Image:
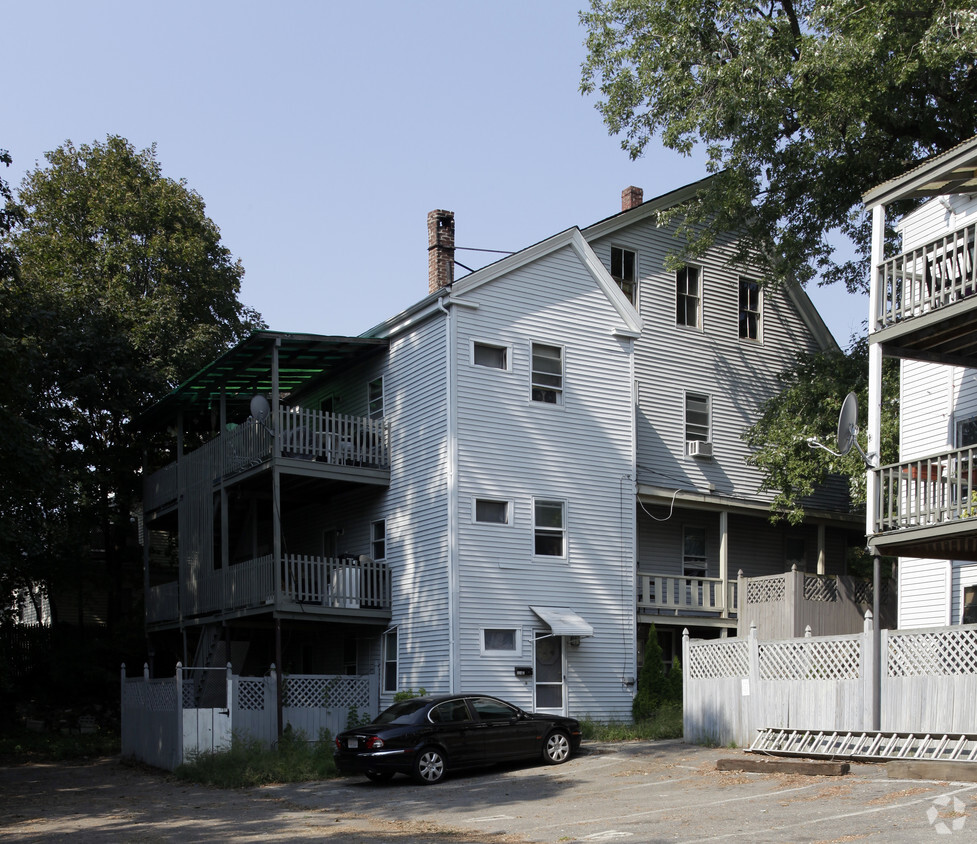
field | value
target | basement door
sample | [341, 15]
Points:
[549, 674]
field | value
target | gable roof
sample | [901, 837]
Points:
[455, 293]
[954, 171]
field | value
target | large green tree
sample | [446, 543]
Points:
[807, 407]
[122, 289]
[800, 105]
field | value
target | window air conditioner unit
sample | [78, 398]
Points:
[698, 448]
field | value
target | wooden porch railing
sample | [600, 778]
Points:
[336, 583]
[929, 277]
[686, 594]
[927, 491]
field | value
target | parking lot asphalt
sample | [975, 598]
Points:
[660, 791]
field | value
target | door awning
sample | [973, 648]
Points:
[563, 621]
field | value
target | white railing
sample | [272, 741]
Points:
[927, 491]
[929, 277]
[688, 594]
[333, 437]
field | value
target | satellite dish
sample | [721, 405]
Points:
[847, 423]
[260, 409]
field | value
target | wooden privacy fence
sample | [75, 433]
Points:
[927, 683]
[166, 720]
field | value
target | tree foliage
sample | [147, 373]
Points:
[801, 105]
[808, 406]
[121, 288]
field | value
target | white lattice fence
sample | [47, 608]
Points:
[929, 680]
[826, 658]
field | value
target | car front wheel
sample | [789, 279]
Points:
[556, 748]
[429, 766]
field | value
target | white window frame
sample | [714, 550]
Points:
--
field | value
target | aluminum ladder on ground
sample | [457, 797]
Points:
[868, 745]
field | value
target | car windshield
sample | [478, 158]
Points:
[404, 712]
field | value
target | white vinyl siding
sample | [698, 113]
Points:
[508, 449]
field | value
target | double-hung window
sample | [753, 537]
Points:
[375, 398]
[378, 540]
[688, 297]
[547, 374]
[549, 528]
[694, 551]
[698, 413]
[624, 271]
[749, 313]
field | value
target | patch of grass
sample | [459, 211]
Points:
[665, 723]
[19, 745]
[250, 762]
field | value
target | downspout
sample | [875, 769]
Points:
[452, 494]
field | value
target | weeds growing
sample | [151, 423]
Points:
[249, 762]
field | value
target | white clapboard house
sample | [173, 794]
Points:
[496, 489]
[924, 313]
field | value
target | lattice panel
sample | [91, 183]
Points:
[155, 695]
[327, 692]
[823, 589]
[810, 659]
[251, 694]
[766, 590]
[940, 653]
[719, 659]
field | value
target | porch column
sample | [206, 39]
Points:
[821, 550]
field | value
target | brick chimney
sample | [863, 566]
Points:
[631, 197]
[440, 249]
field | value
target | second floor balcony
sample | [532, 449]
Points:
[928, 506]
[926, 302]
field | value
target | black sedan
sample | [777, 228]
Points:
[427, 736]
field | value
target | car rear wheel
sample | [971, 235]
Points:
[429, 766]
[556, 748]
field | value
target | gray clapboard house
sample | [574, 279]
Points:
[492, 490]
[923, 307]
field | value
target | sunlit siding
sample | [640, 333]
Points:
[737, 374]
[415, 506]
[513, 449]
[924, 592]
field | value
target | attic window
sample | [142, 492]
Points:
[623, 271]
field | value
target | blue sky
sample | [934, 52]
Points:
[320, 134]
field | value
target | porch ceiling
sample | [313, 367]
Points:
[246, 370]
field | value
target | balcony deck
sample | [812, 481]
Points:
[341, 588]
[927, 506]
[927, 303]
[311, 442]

• [THE TASK]: Only the lines that contain the string "window" should be copied from the entries above.

• [RESULT FOR THIS EXERCISE]:
target | window air conditioner unit
target | white window frame
target | double-hung window
target | attic window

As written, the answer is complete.